# [Task data]
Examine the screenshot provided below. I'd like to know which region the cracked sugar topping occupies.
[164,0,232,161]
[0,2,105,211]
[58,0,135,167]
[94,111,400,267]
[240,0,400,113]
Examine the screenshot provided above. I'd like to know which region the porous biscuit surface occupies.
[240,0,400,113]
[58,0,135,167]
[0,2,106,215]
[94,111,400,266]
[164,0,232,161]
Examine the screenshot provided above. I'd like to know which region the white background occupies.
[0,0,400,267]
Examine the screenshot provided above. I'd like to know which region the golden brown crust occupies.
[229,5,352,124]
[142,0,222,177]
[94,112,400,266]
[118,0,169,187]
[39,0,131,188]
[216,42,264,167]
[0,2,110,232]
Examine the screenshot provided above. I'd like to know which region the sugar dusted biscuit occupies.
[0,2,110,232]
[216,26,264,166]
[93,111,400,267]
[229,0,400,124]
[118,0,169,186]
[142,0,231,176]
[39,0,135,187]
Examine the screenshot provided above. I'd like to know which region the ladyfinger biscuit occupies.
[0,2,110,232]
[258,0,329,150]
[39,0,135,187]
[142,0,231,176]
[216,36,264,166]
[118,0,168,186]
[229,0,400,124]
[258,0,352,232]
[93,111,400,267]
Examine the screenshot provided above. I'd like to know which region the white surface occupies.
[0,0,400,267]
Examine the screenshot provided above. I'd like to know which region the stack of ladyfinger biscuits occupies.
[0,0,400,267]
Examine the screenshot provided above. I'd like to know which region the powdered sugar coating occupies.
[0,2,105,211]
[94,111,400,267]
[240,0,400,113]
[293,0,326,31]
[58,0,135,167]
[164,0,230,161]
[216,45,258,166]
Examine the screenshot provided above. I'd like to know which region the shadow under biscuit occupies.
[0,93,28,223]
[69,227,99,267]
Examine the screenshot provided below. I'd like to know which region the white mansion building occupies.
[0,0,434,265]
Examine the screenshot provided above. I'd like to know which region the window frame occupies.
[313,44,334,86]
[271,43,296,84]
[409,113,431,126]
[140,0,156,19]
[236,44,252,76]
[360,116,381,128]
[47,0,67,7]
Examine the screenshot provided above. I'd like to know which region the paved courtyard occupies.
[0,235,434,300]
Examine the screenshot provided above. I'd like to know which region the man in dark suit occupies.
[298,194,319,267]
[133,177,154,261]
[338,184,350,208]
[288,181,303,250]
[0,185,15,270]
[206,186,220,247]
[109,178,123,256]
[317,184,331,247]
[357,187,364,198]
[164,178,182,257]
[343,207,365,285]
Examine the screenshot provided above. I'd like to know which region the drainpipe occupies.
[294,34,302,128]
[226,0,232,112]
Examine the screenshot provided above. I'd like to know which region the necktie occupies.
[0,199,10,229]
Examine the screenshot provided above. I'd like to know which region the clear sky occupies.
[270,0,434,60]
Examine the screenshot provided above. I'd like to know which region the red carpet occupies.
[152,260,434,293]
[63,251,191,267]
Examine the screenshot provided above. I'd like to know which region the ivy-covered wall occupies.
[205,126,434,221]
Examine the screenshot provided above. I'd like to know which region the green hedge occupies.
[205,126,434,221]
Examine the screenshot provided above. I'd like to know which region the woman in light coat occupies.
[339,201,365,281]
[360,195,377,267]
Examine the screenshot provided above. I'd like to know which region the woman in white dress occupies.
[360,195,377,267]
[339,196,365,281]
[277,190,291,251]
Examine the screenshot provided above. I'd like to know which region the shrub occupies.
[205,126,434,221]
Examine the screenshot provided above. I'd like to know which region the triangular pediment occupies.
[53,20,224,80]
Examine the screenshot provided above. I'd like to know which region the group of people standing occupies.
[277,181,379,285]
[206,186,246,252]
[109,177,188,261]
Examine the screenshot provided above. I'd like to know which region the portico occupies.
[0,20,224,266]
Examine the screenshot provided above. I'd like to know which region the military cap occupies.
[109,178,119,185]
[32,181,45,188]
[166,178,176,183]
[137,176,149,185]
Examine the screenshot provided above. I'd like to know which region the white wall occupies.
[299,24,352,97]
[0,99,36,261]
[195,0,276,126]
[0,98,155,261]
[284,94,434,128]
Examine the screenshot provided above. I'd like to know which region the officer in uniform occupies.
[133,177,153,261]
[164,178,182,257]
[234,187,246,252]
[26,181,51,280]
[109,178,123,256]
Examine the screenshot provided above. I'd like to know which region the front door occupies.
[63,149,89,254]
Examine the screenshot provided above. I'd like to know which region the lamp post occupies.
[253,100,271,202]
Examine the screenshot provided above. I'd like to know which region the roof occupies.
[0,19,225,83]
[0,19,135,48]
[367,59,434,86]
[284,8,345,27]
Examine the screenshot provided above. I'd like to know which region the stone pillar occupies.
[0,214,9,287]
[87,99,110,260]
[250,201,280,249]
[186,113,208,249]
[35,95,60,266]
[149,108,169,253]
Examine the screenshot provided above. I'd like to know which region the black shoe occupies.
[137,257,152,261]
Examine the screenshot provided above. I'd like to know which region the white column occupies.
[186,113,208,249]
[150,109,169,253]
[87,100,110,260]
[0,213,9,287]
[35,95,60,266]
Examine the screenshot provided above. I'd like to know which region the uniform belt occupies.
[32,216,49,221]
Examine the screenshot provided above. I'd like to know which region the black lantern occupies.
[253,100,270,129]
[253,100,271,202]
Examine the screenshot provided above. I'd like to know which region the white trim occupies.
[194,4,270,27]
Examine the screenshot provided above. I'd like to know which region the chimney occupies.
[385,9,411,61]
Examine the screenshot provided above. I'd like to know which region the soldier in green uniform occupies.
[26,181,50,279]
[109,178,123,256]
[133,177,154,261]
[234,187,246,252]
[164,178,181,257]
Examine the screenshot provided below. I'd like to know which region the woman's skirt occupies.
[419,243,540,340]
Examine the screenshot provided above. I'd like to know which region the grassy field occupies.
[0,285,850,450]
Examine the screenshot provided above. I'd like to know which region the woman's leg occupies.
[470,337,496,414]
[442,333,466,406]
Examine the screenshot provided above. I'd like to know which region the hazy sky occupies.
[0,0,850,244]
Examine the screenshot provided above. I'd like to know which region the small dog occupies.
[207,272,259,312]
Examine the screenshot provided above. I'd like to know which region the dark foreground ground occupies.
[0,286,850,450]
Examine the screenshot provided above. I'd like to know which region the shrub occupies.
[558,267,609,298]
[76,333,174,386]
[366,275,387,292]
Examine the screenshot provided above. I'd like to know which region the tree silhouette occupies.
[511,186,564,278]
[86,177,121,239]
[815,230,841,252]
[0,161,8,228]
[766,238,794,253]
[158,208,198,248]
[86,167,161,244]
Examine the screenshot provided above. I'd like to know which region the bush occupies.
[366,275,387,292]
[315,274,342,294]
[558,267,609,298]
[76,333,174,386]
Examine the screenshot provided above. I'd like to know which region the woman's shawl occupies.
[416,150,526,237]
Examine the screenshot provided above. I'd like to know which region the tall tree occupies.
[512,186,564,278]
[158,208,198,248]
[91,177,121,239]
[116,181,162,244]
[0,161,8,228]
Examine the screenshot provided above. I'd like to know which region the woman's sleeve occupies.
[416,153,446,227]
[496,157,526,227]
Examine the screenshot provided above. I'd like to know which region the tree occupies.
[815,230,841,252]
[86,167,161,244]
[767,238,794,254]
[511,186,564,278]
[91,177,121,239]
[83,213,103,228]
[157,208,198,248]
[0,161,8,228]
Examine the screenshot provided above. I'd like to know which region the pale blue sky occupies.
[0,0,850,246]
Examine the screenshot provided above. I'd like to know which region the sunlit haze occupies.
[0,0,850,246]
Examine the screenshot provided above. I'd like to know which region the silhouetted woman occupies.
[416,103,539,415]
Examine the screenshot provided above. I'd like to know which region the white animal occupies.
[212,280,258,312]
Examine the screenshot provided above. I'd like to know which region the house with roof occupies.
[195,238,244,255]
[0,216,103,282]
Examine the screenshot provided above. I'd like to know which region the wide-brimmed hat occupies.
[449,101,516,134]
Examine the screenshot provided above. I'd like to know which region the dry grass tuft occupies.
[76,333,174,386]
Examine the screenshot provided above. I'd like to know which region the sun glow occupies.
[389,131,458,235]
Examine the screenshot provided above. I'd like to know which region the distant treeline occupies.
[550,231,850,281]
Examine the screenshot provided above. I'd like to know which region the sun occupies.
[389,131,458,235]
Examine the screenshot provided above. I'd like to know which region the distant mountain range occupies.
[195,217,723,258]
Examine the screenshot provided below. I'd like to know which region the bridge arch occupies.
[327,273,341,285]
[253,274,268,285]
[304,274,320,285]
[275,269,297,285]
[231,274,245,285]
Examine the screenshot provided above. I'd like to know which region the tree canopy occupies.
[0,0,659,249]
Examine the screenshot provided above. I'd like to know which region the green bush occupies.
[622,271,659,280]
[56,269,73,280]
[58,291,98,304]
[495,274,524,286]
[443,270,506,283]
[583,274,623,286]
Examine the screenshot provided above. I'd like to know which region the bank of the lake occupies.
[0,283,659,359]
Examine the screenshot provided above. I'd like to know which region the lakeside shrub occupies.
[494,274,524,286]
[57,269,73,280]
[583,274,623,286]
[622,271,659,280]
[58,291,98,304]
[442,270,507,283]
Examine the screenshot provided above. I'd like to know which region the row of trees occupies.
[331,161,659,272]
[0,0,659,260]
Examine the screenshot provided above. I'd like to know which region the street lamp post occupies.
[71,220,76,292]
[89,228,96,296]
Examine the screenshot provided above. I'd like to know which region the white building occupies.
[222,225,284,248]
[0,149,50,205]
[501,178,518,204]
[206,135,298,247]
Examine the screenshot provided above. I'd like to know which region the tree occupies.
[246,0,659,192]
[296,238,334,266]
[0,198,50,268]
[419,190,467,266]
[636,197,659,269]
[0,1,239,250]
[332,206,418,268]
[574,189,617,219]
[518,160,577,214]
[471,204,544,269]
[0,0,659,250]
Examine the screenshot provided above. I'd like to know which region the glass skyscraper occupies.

# [What the task requires]
Convert the entries above, starting at the line that contains "dark suit occupies." and ending at the line that contains "[343,207,365,285]", into a two-column CSV with the headers text and answer. Give one row per entry, with each field in double quotes and any line breaks replaced by spaces.

# [Solution to this task]
text,answer
"Examine the screenshot provided above. I'd like to know which region the man in dark suit occupies.","[298,194,319,267] [133,177,154,261] [338,184,350,208] [288,181,303,250] [0,185,15,270] [206,186,220,247] [109,178,123,256] [317,184,331,247] [357,187,364,198] [164,178,182,257] [343,207,365,285]"